Extract each line in the rows below that contains the string "fence". Matching is case-sensitive.

Stored records:
[BEGIN]

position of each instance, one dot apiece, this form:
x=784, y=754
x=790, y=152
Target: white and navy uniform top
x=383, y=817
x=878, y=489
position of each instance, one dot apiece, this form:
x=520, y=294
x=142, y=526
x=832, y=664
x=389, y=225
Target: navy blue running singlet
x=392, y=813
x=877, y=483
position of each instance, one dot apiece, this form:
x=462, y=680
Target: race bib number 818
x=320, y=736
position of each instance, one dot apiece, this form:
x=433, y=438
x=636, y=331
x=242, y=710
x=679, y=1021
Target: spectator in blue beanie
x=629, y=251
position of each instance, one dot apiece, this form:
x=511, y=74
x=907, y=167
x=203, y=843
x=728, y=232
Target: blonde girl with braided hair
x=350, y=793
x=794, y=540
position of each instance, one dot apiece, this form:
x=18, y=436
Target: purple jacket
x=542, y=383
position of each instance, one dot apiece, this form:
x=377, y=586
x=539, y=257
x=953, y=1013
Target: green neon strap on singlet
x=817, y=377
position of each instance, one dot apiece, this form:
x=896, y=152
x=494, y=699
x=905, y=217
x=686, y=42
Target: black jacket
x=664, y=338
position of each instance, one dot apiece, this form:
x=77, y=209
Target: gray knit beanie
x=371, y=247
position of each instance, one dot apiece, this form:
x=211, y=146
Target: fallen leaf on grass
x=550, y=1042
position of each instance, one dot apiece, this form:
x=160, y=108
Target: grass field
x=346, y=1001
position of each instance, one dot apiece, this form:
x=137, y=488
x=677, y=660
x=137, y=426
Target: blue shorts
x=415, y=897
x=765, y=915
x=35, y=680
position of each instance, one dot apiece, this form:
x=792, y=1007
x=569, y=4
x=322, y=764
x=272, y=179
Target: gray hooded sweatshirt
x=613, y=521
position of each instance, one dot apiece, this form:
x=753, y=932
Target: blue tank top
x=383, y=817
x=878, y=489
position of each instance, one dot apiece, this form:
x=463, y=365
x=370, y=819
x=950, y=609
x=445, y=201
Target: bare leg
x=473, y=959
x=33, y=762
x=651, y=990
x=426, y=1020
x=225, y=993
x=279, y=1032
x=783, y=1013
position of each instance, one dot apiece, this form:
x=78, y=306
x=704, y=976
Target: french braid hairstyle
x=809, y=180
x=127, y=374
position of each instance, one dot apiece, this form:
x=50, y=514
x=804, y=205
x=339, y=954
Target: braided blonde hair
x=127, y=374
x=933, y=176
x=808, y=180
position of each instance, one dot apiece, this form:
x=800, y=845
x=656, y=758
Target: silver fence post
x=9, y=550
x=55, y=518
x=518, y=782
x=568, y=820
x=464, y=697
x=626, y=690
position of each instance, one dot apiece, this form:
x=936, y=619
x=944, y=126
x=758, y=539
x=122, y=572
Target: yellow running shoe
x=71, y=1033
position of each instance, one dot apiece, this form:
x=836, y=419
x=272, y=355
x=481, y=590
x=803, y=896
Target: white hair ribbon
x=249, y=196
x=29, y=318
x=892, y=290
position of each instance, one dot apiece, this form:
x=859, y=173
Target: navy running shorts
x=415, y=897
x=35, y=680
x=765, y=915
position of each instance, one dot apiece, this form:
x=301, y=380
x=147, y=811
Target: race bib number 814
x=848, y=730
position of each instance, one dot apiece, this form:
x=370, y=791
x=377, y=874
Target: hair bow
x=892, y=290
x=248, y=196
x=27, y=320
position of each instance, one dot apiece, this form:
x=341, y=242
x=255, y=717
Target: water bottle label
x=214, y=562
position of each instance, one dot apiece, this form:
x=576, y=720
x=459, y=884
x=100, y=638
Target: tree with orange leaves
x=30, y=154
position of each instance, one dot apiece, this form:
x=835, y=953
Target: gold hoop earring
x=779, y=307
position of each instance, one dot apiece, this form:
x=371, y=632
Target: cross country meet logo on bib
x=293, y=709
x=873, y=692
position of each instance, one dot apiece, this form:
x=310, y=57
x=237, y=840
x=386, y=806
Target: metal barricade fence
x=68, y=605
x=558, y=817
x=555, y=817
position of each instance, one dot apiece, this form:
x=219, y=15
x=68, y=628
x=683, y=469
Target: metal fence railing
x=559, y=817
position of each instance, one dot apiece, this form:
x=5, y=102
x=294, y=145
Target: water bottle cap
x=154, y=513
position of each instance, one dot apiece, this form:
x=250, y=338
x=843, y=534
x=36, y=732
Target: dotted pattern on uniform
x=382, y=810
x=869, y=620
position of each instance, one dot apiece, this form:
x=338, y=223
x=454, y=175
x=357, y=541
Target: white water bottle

[END]

### THE SOLUTION
Target: silver fence post
Target: metal barricade fence
Target: metal fence railing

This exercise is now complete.